> _Aim of the task_
Find every line in the rows below that contains the string "snow" and copy each one out. Treat the match as case-sensitive.

> _Supplied data_

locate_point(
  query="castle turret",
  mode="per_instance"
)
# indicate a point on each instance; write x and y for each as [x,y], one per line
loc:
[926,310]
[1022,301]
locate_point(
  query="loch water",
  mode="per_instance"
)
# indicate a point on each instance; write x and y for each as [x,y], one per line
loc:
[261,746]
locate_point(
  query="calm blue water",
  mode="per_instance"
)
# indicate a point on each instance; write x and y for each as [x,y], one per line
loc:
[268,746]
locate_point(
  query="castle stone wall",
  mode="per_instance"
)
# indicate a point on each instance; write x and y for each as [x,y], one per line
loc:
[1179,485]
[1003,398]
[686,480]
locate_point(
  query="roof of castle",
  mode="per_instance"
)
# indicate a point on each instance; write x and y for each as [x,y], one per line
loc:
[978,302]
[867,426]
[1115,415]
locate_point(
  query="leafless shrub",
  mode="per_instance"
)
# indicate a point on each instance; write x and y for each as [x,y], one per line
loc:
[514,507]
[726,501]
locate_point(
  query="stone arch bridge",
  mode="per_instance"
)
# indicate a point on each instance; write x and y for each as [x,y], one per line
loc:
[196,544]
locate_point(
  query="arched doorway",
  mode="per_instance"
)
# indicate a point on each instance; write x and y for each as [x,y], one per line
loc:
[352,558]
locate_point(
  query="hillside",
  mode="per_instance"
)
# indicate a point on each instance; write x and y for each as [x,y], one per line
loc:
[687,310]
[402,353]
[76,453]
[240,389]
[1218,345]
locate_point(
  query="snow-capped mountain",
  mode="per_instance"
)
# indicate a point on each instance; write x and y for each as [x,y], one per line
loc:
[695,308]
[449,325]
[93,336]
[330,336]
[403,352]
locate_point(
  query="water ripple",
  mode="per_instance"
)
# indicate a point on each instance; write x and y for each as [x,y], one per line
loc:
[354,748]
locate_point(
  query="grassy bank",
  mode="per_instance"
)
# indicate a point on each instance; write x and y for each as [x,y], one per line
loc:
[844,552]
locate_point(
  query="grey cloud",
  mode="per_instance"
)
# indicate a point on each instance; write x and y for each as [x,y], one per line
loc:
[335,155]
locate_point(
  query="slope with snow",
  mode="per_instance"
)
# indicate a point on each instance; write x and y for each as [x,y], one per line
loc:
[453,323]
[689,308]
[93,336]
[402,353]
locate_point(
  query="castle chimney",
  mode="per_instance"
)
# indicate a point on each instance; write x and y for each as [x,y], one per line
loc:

> _Solution to this exercise_
  query="snow-capped mountain",
  query="slope with snow",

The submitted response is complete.